### SELECTED PASSAGE
=-=-=-=-=

Councilman of Estación Central
- In office 6 December 2004 – 6 December 2008

Personal details
- Born: 25 March 1973 (age 52) Iquique, Chile
- Party: Communist Party
- Spouse: Carmen Barrera
- Children: Six
- Parent(s): Hugo Gutiérrez Lara Margarita Gálvez
- Alma mater: University of Concepción (LL.B)
- Occupation: Politician
- Profession: Lawyer

= Hugo Gutiérrez Gálvez =

Chilean politician (born 1961)

Hugo Humberto Gutiérrez Gálvez (born 5 October 1961) is a Chilean lawyer and politician.

A member of the Communist Party of Chile, he served as a member of the Constitutional Convention. His position was replaced by Rubén Moraga, former governor of Tamarugal Province.

He previously served three consecutive terms as a deputy for the 2nd District of the Tarapacá Region (2010–2021) and was a municipal councillor of Estación Central from 2004 to 2008.

== Early life and family ==
Gutiérrez was born in Iquique on 5 October 1961. He is the son of Hugo Gutiérrez Lara and Margarita Luisa Gálvez Díaz; his stepfather was Jorge Valenzuela. He is the father of six children.

Gutiérrez completed his primary education at Escuela Básica Nº 3 of Iquique and his secondary education at Liceo de Hombres de Iquique, graduating in 1979.

He performed compulsory military service between 1980 and 1981 in the Carampangue Infantry Regiment Nº 2, stationed in Baquedano, Iquique, where he attained the rank of second sergeant.

== Professional career ==
He later studied law at the University of Concepción, where he was awarded the Enrique Molina Garmendia scholarship. Due to his participation in opposition student movements during the military dictatorship, his scholarship was suspended and he was expelled from the university in 1985. He successfully appealed this decision before the Court of Appeals of Concepción and was reinstated.

His graduation thesis on criminal procedure received a score of 94 out of 100, and his bar examination was passed with distinction. He completed his professional internship at the Santiago Penitentiary in 1988, obtaining an “Outstanding” evaluation, and was admitted to the bar on 8 January 1990. He later undertook postgraduate studies in tax law at the University of Santiago, Chile.

Gutiérrez has taught at the Arturo Prat University (Iquique campus) and as a lecturer in civil law at the ARCIS University in Santiago. In parallel, he practiced law at the firm Fabiola Letelier Asociados and in 2007 co-founded the human rights law firm Gutiérrez y Monsalve Asociados with lawyer Fernando Monsalve.

=-=-=-=-=

### Excerpts from a dataset
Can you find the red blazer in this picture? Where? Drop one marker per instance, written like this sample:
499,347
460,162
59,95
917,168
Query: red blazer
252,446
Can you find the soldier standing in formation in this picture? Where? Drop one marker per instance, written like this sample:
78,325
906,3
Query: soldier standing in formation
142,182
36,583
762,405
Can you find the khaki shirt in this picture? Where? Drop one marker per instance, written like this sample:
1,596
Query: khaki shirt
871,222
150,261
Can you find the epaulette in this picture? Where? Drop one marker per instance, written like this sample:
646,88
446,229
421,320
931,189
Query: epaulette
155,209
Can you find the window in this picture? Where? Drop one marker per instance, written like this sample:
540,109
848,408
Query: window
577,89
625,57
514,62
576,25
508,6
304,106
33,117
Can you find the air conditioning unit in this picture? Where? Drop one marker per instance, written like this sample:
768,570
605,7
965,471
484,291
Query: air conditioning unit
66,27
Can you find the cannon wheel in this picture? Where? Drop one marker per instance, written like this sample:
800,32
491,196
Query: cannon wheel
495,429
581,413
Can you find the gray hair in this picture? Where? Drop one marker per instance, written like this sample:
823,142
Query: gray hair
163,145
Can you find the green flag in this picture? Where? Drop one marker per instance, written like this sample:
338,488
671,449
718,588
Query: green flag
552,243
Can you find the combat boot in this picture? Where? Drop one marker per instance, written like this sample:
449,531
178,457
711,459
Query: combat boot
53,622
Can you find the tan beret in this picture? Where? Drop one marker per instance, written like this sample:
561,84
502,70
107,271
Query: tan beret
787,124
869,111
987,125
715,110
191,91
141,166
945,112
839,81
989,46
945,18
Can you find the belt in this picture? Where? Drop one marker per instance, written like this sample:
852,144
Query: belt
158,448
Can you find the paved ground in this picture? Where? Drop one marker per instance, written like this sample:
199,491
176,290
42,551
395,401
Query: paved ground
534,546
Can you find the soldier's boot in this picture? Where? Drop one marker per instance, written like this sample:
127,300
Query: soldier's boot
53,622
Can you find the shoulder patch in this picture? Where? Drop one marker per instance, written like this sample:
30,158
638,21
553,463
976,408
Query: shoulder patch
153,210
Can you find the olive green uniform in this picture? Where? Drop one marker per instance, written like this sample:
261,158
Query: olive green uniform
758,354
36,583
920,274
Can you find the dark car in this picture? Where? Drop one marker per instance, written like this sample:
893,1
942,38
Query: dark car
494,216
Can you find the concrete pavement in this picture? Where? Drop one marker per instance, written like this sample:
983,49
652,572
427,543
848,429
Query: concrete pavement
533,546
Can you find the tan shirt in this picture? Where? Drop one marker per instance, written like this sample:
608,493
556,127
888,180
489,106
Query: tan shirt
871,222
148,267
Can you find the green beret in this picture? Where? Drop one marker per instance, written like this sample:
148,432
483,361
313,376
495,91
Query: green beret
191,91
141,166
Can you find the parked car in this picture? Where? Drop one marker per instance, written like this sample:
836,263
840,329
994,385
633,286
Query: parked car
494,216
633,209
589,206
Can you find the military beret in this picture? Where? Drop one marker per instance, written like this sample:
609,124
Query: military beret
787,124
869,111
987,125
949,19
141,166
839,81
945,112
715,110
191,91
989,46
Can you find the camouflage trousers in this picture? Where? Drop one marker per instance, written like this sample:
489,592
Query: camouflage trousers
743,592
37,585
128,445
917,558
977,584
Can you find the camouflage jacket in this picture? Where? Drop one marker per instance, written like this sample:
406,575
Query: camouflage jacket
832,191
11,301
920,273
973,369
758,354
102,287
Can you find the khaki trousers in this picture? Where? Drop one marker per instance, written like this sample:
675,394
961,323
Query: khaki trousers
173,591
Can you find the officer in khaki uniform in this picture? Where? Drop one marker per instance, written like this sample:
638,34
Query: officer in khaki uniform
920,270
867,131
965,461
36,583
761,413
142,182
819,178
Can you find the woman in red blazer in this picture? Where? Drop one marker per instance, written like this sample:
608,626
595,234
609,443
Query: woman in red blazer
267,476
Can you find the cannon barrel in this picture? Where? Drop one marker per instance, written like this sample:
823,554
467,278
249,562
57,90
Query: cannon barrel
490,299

=-=-=-=-=

### PROBLEM
Write the next part of the Hugo Gutiérrez Gálvez biography above, starting after its final sentence.

### EXPECTED OUTPUT
== Political career ==
Gutiérrez began his political activity in 1983 as a university student. He initially joined the Almeydista Youth of the Socialist Party of Chile but resigned in 1986 and later became a member of the Communist Party of Chile.

In 1988, he moved to Santiago and joined the Corporation for the Promotion and Defense of the Rights of the People (CODEPU), where he worked until 2002 as a prosecuting lawyer in numerous human rights cases related to violations committed during the military dictatorship. In this role, he represented relatives of disappeared detainees and participated as a plaintiff in cases such as the Caravan of Death and the impeachment proceedings against former dictator Augusto Pinochet.

He also worked at the Human Rights Legal Aid Office of the Metropolitan Region, successor to the criminal cases previously handled by the Vicariate of Solidarity.

In the 2004 municipal elections, Gutiérrez was elected councillor for the commune of Estación Central, obtaining 7,772 votes (12.94%). After completing his term, he ran for mayor of Estación Central, finishing in second place with 31.44% of the vote and was not elected.

He was elected as a deputy for the 2nd District of the Tarapacá Region in the parliamentary elections of 2009, 2013, and 2017, representing the Communist Party of Chile. In the 2017 election, he obtained 14,332 votes (15.85%).

In the elections held on 15–16 May 2021, Gutiérrez was elected as a member of the Constitutional Convention for the 2nd District of the Tarapacá Region, representing the Communist Party of Chile. He assumed office on 4 July 2021.

In the parliamentary elections of 16 November 2025, he ran as a candidate for the Senate representing the Tarapacá Region under the Unidad por Chile pact, but was not elected, obtaining 18,922 votes (10.32%).